Give everything from the start of the records down to the line containing "top-left (369, 176), bottom-right (405, 209)", that line included, as a Markdown table with the columns Row and Line, numbering each line and leaving out blank lines.

● ● ● ●

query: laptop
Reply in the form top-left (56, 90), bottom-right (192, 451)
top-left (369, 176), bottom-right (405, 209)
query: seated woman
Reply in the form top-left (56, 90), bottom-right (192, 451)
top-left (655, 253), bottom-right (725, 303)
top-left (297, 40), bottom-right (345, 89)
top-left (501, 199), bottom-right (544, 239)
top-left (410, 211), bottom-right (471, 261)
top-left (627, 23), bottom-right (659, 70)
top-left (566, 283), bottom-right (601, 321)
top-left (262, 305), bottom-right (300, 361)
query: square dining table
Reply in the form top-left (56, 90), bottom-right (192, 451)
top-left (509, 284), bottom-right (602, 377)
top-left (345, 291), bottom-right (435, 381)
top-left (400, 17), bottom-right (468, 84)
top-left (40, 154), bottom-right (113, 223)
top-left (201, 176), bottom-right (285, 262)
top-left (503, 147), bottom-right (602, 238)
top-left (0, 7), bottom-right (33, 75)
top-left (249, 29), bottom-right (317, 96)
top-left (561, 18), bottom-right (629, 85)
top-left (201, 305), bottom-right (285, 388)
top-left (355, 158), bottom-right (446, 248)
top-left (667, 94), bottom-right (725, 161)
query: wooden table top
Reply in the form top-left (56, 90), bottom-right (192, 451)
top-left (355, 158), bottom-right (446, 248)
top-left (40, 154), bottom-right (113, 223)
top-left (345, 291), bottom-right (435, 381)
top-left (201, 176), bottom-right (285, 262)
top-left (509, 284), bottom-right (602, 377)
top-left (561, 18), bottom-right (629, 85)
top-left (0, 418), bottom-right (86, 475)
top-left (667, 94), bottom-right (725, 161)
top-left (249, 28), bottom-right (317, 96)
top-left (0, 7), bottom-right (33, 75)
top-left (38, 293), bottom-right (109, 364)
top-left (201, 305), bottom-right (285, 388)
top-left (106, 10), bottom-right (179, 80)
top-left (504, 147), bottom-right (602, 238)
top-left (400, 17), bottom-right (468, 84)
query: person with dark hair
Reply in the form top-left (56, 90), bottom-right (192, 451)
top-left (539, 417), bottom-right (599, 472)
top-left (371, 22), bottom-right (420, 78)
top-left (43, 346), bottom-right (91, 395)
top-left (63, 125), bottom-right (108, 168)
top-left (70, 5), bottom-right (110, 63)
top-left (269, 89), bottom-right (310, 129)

● ● ● ●

Solution below
| Row | Line |
|---|---|
| 1 | query: laptop |
| 2 | Reply in the form top-left (56, 90), bottom-right (192, 451) |
| 3 | top-left (369, 176), bottom-right (405, 209) |